• [Extracted material]
════════════════════
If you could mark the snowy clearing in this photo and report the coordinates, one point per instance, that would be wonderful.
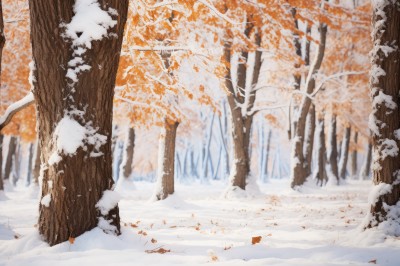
(196, 226)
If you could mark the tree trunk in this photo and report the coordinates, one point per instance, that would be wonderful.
(385, 117)
(1, 163)
(309, 143)
(354, 156)
(75, 98)
(166, 160)
(298, 170)
(10, 157)
(366, 168)
(333, 154)
(127, 161)
(344, 152)
(320, 173)
(29, 170)
(36, 166)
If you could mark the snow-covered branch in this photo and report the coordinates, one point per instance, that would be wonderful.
(15, 108)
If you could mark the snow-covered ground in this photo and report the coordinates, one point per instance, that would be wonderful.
(197, 226)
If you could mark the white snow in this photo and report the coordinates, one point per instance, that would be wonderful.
(46, 200)
(108, 201)
(316, 227)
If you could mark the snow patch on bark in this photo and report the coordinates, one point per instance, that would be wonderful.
(46, 200)
(108, 201)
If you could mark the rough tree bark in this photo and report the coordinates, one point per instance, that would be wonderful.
(298, 166)
(344, 152)
(166, 160)
(353, 156)
(385, 116)
(320, 173)
(129, 145)
(309, 143)
(242, 120)
(36, 165)
(10, 160)
(73, 185)
(333, 154)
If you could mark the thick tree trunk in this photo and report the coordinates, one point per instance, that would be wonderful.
════════════════════
• [Problem to work on] Pull every line of text from the records above, word for word, and leave out the picture.

• [The answer]
If you could mark the snowy clearing in this photo and report the coordinates, one point per instance, that would be wonderful.
(196, 226)
If you could mark the tree trunk in this photo and report the coordinates, one point per instance, that would be wonderful.
(385, 117)
(1, 163)
(309, 143)
(354, 156)
(75, 98)
(166, 160)
(298, 170)
(10, 157)
(366, 168)
(333, 154)
(127, 161)
(344, 152)
(320, 173)
(29, 170)
(36, 166)
If you could mark the snow-covered branch in this photo and report the coordinates, one point per instance, that would be wonderful.
(15, 108)
If you could mark the snow-covered ground in this photo and report the coordinates, one point per instance, that would be wonderful.
(197, 226)
If you could mark the white snow in this photo and report the coordinates, one point per instance, that would be wonderful.
(46, 200)
(108, 201)
(316, 227)
If you could mark the snow patch on bark in this photo and report the coordinates, one point per instance, that would be wonderful.
(46, 200)
(108, 201)
If you could mark the rough tree bark in this photo and report the coordinates, one point per instance, that would be wonderful.
(298, 166)
(344, 152)
(166, 160)
(353, 156)
(385, 116)
(320, 173)
(129, 145)
(309, 143)
(242, 120)
(36, 165)
(10, 160)
(73, 185)
(333, 154)
If you could mark the thick tree trunk in this photo and report the coordinates, one point per instance, that would be wonderful.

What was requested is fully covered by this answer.